Peter Dreier

Peter Dreier

Overview

* Professor of Politics at Occidental College
* Helped establish the Campaign for America’s Future in 1996
* Was a member of Progressives for Obama (in 2008)
* Longtime supporter of the now-defunct community organization ACORN
* Longtime member of the Democratic Socialists of America
* Provided pro bono consulting services for the Industrial Areas Foundation founded by Saul Alinsky


Peter Dreier was born on July 12, 1948 and grew up in Plainfield, New Jersey. He earned a BA from Syracuse University in 1970 and a Ph.D. in sociology from the University of Chicago in 1977. In 1975 Dreier worked on Tom Hayden’s campaign for the U.S. Senate and was a visiting professor at UC Santa Barbara. After teaching sociology at Tufts University from 1977-83, Dreier spent nine years (1984-93) as a senior policy adviser to Boston Mayor Raymond Flynn, and as director of housing at the Boston Redevelopment Authority.

Natural-language object grounding data
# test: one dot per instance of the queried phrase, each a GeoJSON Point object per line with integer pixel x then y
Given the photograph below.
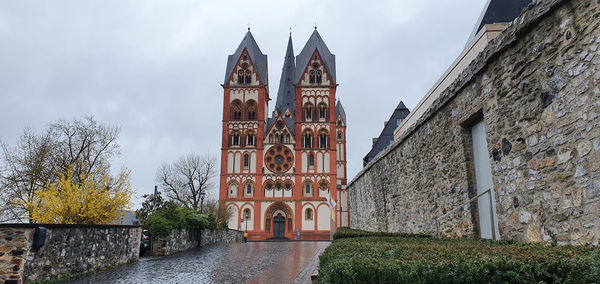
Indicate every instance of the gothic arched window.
{"type": "Point", "coordinates": [308, 214]}
{"type": "Point", "coordinates": [251, 108]}
{"type": "Point", "coordinates": [248, 188]}
{"type": "Point", "coordinates": [236, 110]}
{"type": "Point", "coordinates": [308, 139]}
{"type": "Point", "coordinates": [248, 77]}
{"type": "Point", "coordinates": [250, 138]}
{"type": "Point", "coordinates": [323, 138]}
{"type": "Point", "coordinates": [322, 111]}
{"type": "Point", "coordinates": [308, 110]}
{"type": "Point", "coordinates": [246, 161]}
{"type": "Point", "coordinates": [308, 188]}
{"type": "Point", "coordinates": [235, 139]}
{"type": "Point", "coordinates": [311, 160]}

Task requirements.
1. In the Peter Dreier profile, reproduce the passage from "Peter Dreier was" to "Boston Redevelopment Authority.", substituting "advisor" for "adviser".
2. Name every college or university that appears in the Peter Dreier profile.
3. Go on with the Peter Dreier profile from the point where it stops.

Your responses.
1.
Peter Dreier was born on July 12, 1948 and grew up in Plainfield, New Jersey. He earned a BA from Syracuse University in 1970 and a Ph.D. in sociology from the University of Chicago in 1977. In 1975 Dreier worked on Tom Hayden’s campaign for the U.S. Senate and was a visiting professor at UC Santa Barbara. After teaching sociology at Tufts University from 1977-83, Dreier spent nine years (1984-93) as a senior policy advisor to Boston Mayor Raymond Flynn, and as director of housing at the Boston Redevelopment Authority.

2. Occidental College, Syracuse University, the University of Chicago, UC Santa Barbara, Tufts University

3.
In a February 1979 article titled “The Case for Transitional Reform,” which appeared in the journal Social Policy, Dreier called for government entitlement programs to expand and proliferate exponentially for the purpose of being used as vehicles for the destruction of American capitalism. Specifically, he: (a) argued in favor of establishing quasi socialist institutions designed to inject “unimaginable strains into the capitalist system, strains that precipitate an economic and/or political crisis”; (b) advocated “a revolution of rising entitlements” that “cannot be abandoned without undermining the legitimacy of the capitalist class”; and (c) predicted that an “expansion of state activity and budgets” would create a “fiscal crisis in the public sector” that “in the longer run … may give socialist norms an opportunity for expansion or at least visibility.”

Dreier has been a member of the Democratic Socialists of America (DSA) since the early 1980s. In 1983 he spoke at a Socialist Scholars Conference in New York City, which was attended by a 22-year-old community organizer named Barack Obama. There, Dreier outlined a plan to bring down American capitalism by making demands for government-funded entitlement benefits on a scale so massive, that they could not possibly be met. “[T]he process leads to expansion of state activity and budgets,” he explained, “and … to fiscal crisis in the public sector. In the longer run, it may give socialist norms an opportunity for expansion[.]”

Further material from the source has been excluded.